[[ Provided data, beginning ]]

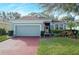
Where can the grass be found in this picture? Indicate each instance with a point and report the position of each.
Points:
(59, 46)
(3, 38)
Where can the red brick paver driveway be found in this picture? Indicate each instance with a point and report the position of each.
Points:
(20, 46)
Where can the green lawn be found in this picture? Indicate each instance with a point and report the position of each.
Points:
(59, 46)
(3, 38)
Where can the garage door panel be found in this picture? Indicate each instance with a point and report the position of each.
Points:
(28, 30)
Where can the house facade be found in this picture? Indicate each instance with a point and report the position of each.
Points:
(33, 27)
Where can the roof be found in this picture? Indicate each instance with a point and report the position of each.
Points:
(32, 18)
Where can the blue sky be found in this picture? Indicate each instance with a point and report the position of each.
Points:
(22, 8)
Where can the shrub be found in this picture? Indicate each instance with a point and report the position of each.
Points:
(57, 31)
(2, 31)
(10, 33)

[[ Provided data, end ]]

▶ **Exercise aim**:
Once you reach the line containing "Where can the roof", transcribe it and each line after it through the end of the material, exactly and with nothing added.

▶ **Task output**:
Where can the roof be found in this picture? Indicate each instance with a point and report the position of each.
Points:
(32, 18)
Where can the blue sky be found in this picture? Indicate each instance with a point and report the position of each.
Points:
(22, 8)
Where can the shrub be found in this picture? Indicate each instance with a point and report the position of each.
Points:
(57, 31)
(2, 31)
(10, 33)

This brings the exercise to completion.